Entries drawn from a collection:
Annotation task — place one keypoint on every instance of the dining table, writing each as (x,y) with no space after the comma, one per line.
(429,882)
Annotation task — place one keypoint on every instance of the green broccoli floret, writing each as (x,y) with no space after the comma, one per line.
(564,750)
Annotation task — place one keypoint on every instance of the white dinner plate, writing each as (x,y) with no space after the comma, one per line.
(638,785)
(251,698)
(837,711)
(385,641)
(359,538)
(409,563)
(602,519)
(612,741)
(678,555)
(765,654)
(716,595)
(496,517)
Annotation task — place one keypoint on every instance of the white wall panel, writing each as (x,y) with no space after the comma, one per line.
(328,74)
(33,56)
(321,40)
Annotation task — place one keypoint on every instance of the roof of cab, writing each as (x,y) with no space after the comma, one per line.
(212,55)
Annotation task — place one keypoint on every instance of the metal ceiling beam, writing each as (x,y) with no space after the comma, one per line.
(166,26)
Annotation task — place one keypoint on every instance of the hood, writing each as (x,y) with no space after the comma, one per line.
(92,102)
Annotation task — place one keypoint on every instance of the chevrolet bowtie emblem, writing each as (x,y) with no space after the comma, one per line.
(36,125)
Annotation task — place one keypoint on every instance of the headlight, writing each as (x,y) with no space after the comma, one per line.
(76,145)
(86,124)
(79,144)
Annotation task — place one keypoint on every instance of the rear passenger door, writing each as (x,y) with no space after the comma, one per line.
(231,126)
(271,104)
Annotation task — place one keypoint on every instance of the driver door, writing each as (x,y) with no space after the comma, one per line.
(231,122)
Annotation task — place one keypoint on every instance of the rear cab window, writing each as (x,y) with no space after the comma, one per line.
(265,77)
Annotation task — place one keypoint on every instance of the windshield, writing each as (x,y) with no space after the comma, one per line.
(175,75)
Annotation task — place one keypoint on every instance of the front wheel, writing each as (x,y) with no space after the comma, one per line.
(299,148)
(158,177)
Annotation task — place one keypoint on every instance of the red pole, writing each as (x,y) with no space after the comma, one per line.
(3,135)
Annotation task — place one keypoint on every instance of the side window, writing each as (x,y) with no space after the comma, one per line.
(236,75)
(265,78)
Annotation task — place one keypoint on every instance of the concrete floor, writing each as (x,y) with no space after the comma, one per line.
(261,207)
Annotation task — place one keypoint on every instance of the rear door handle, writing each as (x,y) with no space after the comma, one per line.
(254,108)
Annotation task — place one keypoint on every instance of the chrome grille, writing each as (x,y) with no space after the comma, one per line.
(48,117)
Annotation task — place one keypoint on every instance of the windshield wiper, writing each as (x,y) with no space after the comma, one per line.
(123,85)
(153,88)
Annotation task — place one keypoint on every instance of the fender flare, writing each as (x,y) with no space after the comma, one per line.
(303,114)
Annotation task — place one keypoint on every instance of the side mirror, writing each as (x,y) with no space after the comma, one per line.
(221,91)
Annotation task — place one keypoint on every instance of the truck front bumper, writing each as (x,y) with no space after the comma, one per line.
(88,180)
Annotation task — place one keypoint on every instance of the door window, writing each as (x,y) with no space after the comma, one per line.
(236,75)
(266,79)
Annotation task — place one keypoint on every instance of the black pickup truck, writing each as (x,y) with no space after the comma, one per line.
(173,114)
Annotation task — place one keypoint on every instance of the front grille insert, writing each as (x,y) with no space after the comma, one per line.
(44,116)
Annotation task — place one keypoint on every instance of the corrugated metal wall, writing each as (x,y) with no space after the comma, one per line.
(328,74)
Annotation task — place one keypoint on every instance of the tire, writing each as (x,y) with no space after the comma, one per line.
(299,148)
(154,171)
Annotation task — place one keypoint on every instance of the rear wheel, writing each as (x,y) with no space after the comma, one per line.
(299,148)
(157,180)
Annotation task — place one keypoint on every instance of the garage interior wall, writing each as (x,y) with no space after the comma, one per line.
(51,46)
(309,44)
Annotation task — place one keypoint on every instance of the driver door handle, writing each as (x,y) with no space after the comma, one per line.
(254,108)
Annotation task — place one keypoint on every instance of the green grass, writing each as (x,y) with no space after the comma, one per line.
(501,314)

What to work on: Retype, unchanged, the part of the records that opens with the line containing "of the fender" and continues through the last line of the records.

Correct output:
Annotation task — place one keypoint on every instance of the fender flare, writing each as (x,y) with no space after the comma, one per line.
(303,114)
Annotation task — place one keypoint on every instance of the side mirror, writing each as (x,y) with no space after the comma, one per line.
(221,91)
Annotation task — place one keypoint on every instance of the truck front bumper, writing each as (x,y) with no space after the comma, one per line.
(88,180)
Annotation task — place one keypoint on every instance of the door window, writing each as (x,y) with no space after the comma, one per line.
(236,75)
(266,79)
Annotation task — place one keypoint on every instance of the black pickup truck, writing each as (x,y) with no space after the comma, one per line.
(173,114)
Annotation task — place one keypoint on every instance of the front grille insert, writing each as (x,y) with no space after the comma, one per line.
(44,116)
Annotation task — place one keypoint on every instance of the corrugated metal wall, writing each as (x,y) with no space after the comma, one per line.
(328,74)
Annotation task — place one keypoint on every instance of the tire, writing each as (x,y) with no space after the comma, one per line.
(299,148)
(154,171)
Annotation task — place one keypoint on every instance of the rear wheel, writing each as (x,y) with no space after the comma, one per line.
(299,148)
(157,180)
Annotation task — place one keypoint on every instance of the garage interior wall, writing each as (x,y) with no space after the comma, one per line.
(51,46)
(309,44)
Annotation task — place one keypoint on every instance of the driver door handle, writing each as (x,y) with no space after the comma, one per line.
(254,108)
Annotation task — place one keypoint on every instance of the green grass, writing each as (x,y) with no space after the comma, one per line.
(501,314)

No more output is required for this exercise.